[START INFORMATION GIVEN]
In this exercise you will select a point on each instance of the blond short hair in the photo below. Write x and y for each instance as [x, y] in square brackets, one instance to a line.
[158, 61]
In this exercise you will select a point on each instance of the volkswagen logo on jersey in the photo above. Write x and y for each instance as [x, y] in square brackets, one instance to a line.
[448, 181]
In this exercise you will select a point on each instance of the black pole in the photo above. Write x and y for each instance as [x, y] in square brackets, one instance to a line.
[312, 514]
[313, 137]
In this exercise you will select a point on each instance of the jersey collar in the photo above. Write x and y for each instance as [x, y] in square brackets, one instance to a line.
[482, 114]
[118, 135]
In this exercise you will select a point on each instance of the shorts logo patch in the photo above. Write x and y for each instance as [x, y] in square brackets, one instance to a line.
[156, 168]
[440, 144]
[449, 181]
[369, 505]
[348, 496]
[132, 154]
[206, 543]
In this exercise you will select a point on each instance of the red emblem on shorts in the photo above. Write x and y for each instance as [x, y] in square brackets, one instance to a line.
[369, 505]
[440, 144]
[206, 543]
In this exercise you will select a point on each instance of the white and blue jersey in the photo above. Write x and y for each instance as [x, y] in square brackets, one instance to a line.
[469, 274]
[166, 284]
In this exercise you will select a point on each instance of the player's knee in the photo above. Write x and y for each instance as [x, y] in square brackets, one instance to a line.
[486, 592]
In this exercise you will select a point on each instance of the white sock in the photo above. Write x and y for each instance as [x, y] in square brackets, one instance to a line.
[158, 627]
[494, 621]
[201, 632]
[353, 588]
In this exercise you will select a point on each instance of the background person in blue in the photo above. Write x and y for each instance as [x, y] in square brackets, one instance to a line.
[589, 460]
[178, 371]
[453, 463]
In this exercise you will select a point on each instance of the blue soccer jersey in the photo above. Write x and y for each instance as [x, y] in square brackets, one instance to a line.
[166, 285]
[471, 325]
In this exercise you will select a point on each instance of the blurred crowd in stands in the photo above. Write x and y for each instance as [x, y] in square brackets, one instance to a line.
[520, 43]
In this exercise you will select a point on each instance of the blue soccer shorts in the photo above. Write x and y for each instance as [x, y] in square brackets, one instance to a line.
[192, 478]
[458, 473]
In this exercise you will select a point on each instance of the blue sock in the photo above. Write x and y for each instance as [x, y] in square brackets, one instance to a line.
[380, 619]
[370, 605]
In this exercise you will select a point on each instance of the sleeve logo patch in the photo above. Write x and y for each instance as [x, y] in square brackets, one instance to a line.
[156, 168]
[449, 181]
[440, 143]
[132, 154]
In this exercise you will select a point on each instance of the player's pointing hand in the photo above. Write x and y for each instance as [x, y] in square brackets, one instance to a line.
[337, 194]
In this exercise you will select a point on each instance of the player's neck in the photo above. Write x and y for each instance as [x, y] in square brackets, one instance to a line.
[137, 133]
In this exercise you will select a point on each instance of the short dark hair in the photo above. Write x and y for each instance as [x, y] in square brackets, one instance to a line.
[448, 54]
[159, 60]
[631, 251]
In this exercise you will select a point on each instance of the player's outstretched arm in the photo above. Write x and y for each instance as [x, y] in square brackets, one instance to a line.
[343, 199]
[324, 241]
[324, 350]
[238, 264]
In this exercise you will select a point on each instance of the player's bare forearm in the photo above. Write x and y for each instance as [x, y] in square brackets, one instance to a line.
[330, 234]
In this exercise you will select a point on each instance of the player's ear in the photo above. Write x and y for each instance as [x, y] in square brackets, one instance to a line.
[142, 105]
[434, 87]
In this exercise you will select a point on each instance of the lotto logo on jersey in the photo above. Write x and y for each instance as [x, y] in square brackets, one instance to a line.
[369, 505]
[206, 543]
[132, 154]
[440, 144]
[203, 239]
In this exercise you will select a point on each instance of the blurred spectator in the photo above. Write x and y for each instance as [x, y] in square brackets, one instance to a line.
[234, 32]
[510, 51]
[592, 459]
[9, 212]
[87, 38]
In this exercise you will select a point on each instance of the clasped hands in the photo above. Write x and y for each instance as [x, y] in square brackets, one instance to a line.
[END INFORMATION GIVEN]
WRITTEN PROBLEM:
Exactly reproduce all of the entries above.

TASK OUTPUT:
In this exercise you will select a point on each instance of the blond short hair in the photo below. Write x and y for each instance as [x, y] in square brackets, one instance to a line.
[158, 61]
In this exercise you will select a point on each instance of the volkswagen logo on jersey in the photo above. Write x and y for each instance as [x, y] in square brackets, one instance to a line.
[448, 181]
In this exercise you will select a point on each instance of the black pole in the photo above. Write x and y for each instance as [x, y] in square brackets, one instance to a line.
[312, 514]
[313, 137]
In this exercise you will select a point on each instance of the jersey collar in the photo above. Write x and y for each instance as [x, y] in square brackets, one instance to a line.
[482, 114]
[118, 135]
In this exercise you will select a point on each instance of the shorts logo patch in the photo above. Write x and y for each instance as [x, y] in square brackets, one instance to a line.
[156, 168]
[440, 144]
[449, 181]
[369, 505]
[348, 496]
[132, 154]
[206, 543]
In this exercise you will select a point on each instance of the red emblem on shorts in the photo above. Write x and y for each instance as [x, y] in square brackets, one instance to a line.
[369, 505]
[440, 144]
[206, 543]
In this exercise you will select a point on each instance of the white and blue jersey in the photo above. Write x and y for each instance as [x, y] in square brackets, one instance to a line.
[469, 274]
[166, 284]
In this exercise you will select a point on each instance of the player's knee in the photo above. Write x and y for each instance as [x, y] in square brackets, one instance to a line.
[486, 592]
In this exercise you will select a point on each instance of the white sock in the photo above. Write x and y for each instance as [x, y] in square brackets, one instance to a line.
[158, 627]
[494, 621]
[201, 632]
[353, 588]
In this exercise you will select a point on each instance of the background person in blue in the photo above. Write x and y for each instance as [x, y] in square brackets, one instance to a line.
[589, 460]
[178, 371]
[453, 463]
In this exercise you will select a point on each instance of the blue soccer jersey in the photo above. Write x and y for each instance as [x, y] in square brackets, one instance to a line.
[166, 285]
[471, 325]
In this exercise you will select a point on each instance of the blurred crowd in stands in the photo above. Write x and y for each instance as [x, y] in square brackets, one instance to a line.
[520, 43]
In this exercise you will select a point on each instance of the blue soccer shorts in the photo above. Write x and y for each instance as [x, y] in square brackets, one instance to a line.
[192, 478]
[458, 473]
In this exercise you will select a point on each instance of the blue sock in the photo above. Write x and y for each instance as [x, y] in square brackets, one instance to a line.
[380, 619]
[370, 605]
In this exercise you will select a point on each instance of the sleeve logo patch in the photo above. Write x and y for each instance as [x, y] in square brackets, one instance to a line.
[156, 168]
[449, 181]
[440, 143]
[132, 154]
In this exercise you will select a point on each instance of the player's pointing hand in the photo above. Write x and y for each instance as [x, y] in square brackets, one instance to a line.
[337, 194]
In this exercise you will select a point on each instance of the player's neck in the photo above. Write x and y for each instance as [x, y] in square brackets, one instance to a line.
[137, 133]
In this exercise you will select a point on each instance of the short dark hair in the photo above. Write x and y for each instance as [x, y] in square brackets, one instance to a line.
[448, 54]
[159, 60]
[631, 251]
In this exercise you will select a point on each instance of the player's outstretched arm in the photo above. Write x and y for each instance as [x, y] in square brackets, one instance to a line.
[343, 199]
[324, 241]
[324, 350]
[238, 264]
In this exercise you will select a point on each instance of the player's bare forearm in the photo above. Write x and y for each instance as [x, y] in square brackets, one instance to a line.
[330, 234]
In this exercise you will select a point on each instance of the player's ear in the photo above. Write x and y for each instance as [x, y] in square brackets, one instance to a line.
[142, 105]
[434, 87]
In this exercise you will select a point on each instance of the lotto logo on jersey in the photo above. Write x and y for each instance as [x, y] in square brackets, one instance to a line.
[369, 505]
[206, 543]
[132, 154]
[440, 144]
[203, 239]
In this exercise you will select a point on each instance of the blurred spectator in the photo above. Write x and y for each instance as [x, y] in square brackets, one instance to a line.
[234, 32]
[510, 51]
[592, 459]
[9, 212]
[87, 38]
In this exercise you will select a point on each instance of the clasped hands in the photo above. Write x and y for each instance as [x, y] in square brackets, one instance to a line.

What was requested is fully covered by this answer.